**Dataset:**
□ □ □ □ □

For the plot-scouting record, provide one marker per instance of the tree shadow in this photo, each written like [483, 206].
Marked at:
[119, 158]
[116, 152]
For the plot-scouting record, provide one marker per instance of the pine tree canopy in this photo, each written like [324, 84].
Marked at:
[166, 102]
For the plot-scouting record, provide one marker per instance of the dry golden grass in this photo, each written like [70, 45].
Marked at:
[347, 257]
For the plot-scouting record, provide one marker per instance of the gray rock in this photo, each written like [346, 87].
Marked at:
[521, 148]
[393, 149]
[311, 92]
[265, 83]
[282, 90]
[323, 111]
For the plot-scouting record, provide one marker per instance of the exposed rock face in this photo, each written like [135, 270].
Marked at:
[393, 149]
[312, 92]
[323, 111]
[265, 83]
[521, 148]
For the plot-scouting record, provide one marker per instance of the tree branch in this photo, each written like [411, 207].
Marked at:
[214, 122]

□ □ □ □ □

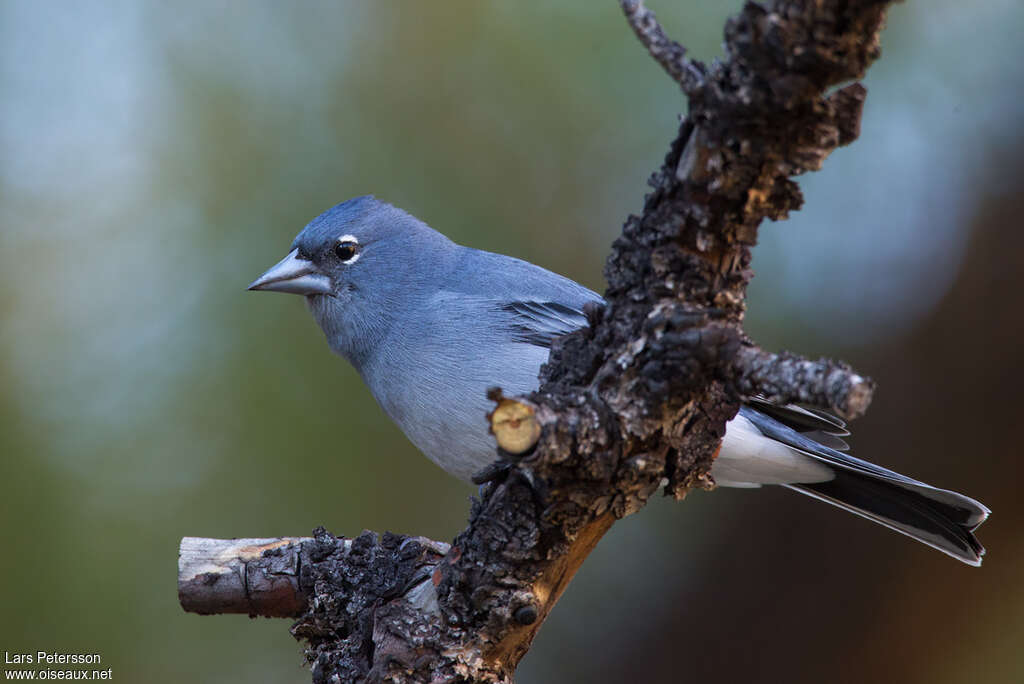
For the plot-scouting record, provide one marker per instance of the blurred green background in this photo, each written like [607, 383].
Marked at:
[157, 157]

□ □ □ □ □

**Task statement:** Report every line in the items above that contains the word "rock".

**Reply to the task:**
For the plot-scouting record, provide one marker per instance of the gray rock in this photo, each written like [346, 87].
For the plot-scouting record, provide one marker per instance of the exposed rock face in this photo, each written like [135, 270].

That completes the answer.